[DATA EXCERPTS]
— begin —
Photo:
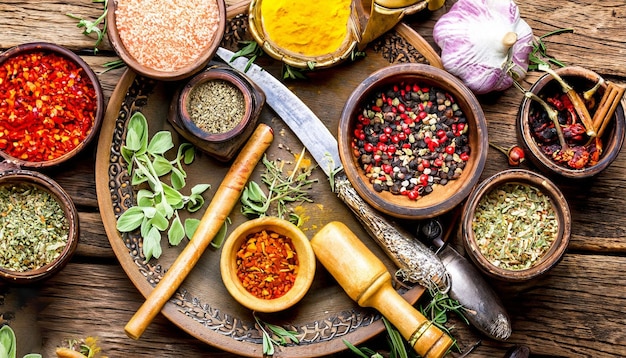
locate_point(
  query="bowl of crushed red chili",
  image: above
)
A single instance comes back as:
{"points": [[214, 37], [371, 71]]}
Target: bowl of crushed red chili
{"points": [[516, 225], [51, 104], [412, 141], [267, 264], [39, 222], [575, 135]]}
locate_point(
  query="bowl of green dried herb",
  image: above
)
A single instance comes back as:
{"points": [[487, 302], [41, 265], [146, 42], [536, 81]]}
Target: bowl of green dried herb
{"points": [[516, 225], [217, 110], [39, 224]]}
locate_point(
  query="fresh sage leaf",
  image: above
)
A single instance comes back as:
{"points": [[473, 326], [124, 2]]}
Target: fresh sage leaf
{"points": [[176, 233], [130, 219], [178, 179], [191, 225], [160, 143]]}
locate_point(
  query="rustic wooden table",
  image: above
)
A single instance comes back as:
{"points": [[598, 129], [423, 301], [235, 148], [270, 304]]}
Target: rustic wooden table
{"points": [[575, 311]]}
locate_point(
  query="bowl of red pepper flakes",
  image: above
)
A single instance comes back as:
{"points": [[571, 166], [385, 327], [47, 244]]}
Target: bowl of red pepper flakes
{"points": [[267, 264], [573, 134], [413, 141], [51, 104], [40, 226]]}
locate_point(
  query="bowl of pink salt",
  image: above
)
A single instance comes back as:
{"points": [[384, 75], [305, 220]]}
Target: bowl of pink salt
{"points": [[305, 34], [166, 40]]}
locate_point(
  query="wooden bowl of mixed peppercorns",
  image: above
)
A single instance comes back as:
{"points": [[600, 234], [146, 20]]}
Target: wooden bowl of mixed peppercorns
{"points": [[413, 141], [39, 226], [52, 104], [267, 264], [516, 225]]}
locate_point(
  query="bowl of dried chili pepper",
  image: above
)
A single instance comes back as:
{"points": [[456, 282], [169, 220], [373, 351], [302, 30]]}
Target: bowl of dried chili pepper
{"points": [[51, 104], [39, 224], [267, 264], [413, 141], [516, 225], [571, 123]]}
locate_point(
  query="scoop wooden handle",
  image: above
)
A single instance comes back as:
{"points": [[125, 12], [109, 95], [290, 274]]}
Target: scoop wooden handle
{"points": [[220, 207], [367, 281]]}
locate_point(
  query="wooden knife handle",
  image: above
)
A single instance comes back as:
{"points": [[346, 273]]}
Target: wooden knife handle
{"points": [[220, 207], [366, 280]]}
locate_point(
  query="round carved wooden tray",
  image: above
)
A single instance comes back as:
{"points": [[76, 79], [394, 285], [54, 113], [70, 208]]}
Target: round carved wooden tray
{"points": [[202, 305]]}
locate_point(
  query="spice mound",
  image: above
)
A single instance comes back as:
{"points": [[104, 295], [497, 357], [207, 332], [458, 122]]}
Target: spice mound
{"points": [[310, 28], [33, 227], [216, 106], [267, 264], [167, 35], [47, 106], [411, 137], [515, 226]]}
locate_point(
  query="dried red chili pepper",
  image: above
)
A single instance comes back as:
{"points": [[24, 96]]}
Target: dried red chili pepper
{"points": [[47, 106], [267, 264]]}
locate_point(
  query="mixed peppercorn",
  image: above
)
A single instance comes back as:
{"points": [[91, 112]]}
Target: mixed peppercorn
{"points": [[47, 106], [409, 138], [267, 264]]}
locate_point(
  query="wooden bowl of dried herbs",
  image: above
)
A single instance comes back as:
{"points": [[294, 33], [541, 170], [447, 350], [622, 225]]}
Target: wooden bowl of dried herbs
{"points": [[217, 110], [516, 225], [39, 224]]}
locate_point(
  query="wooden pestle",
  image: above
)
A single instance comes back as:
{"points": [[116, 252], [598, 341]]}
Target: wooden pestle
— end —
[WHAT THE EXERCISE ASKS]
Reproduce every record above exactly, omitting the pictures.

[FULL SOLUTION]
Photo:
locate_point(
  query="bowl of crushed red chili",
  image: above
)
A single instance comes back as:
{"points": [[214, 37], [371, 71]]}
Target: bowl of crushed red chili
{"points": [[516, 225], [51, 104], [412, 141], [267, 264], [39, 222], [575, 135]]}
locate_point(
  query="bowl of green dried herb",
  image: above
)
A single instance comes back as:
{"points": [[487, 302], [41, 265], [146, 42], [536, 81]]}
Target: bowl of green dried herb
{"points": [[516, 225], [217, 110], [39, 224]]}
locate_point(
  query="fresh sage leaf",
  image: above
)
A single instance comes back as:
{"points": [[473, 326], [124, 2]]}
Target: fresh sage leaf
{"points": [[176, 233], [130, 219], [178, 179], [191, 225], [160, 143]]}
locate_point(
  query="rustic wooden table",
  image: above
)
A single instance comes back as:
{"points": [[598, 129], [423, 301], [235, 148], [270, 304]]}
Target: rustic wooden table
{"points": [[575, 311]]}
locate_point(
  query="bowl of red pepper flakes",
  image: above
)
A single instance comes back as:
{"points": [[571, 166], [385, 327], [47, 244]]}
Target: bowl of red pepper flakes
{"points": [[267, 264], [573, 134], [413, 141], [51, 104], [40, 226]]}
locate_point(
  query="bowl of pink salt",
  image: above
)
A single instance comes back as:
{"points": [[384, 75], [305, 220]]}
Target: bowl of pink salt
{"points": [[305, 34], [166, 40]]}
locate_point(
  query="wooden bowl of mixed peppercorns",
  image: above
)
A single instance comes back as:
{"points": [[600, 234], [146, 20]]}
Target: wooden bowl of mixed peppercorns
{"points": [[413, 141], [39, 226], [52, 104], [267, 264], [516, 225]]}
locate_point(
  query="bowl of dried chili pepper",
  image: above
)
A single instance comes back as:
{"points": [[456, 282], [169, 220], [373, 351], [302, 30]]}
Target: bowl of dried chili pepper
{"points": [[51, 104], [39, 224], [267, 264], [413, 141], [516, 225], [571, 123]]}
locate_point(
  query="scoop wooden handle",
  image: above
)
A single instance comes back as:
{"points": [[125, 12], [109, 95], [290, 274]]}
Target: scoop wooden handle
{"points": [[220, 207], [367, 281]]}
locate_point(
  query="wooden knife handle",
  image: above
)
A single instance comes back as:
{"points": [[346, 273]]}
Target: wooden knife handle
{"points": [[220, 207], [366, 280]]}
locate_point(
  query="round carved wooden tray",
  image: above
)
A single instance comes back as:
{"points": [[76, 79], [394, 285], [54, 113], [70, 208]]}
Target: round carved wooden tray
{"points": [[202, 305]]}
locate_point(
  query="spice mound",
  image: above
)
A single instance comes back as:
{"points": [[104, 295], [497, 357], [207, 332], [458, 122]]}
Target: spice mound
{"points": [[310, 28], [33, 227], [216, 106], [267, 264], [167, 35], [47, 106], [411, 137], [515, 226]]}
locate_point(
  query="dried red chili pepper",
  image: above
)
A single instance comes back as:
{"points": [[24, 96]]}
Target: dried red chili pepper
{"points": [[47, 106], [267, 264]]}
locate_point(
  query="mixed peppercorn",
  image: above
)
A single instance comes back as:
{"points": [[91, 112]]}
Target: mixed peppercorn
{"points": [[47, 106], [409, 138], [267, 264]]}
locate_point(
  query="wooden bowl of dried herbs",
  image: above
)
A single instance comes back as:
{"points": [[294, 33], [541, 170], [447, 350], [622, 225]]}
Target: wooden bowl of dried herbs
{"points": [[217, 110], [516, 225], [39, 224]]}
locate_point(
  query="wooden pestle",
  image: above
)
A single instance comes back as:
{"points": [[116, 252], [598, 341]]}
Target: wooden pestle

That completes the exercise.